■ Task item
The response must consist of the records below, copied exactly.

■ Material to process

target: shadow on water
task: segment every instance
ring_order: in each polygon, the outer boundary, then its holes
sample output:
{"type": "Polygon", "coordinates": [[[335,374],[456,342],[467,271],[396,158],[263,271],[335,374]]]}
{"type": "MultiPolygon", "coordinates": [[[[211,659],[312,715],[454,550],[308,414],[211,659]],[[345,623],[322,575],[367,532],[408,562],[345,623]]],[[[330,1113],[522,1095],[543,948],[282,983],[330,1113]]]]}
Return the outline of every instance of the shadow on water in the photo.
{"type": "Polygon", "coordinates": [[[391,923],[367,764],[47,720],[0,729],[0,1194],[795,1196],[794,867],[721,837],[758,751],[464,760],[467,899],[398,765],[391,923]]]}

■ Exercise output
target: shadow on water
task: segment every instance
ring_order: in each polygon, the outer boundary, then its holes
sample output:
{"type": "Polygon", "coordinates": [[[335,374],[456,342],[467,271],[396,158],[263,271],[335,374]]]}
{"type": "MultiPolygon", "coordinates": [[[[211,659],[312,715],[454,550],[308,414],[211,659]],[[345,623],[322,575],[367,532],[408,562],[345,623]]],[[[330,1113],[522,1095],[543,948],[282,983],[330,1113]]]]}
Return the outline of every instance of the shadow on water in the photo.
{"type": "Polygon", "coordinates": [[[391,923],[367,764],[47,720],[0,729],[0,1194],[795,1196],[794,867],[721,837],[758,751],[464,760],[467,899],[398,765],[391,923]]]}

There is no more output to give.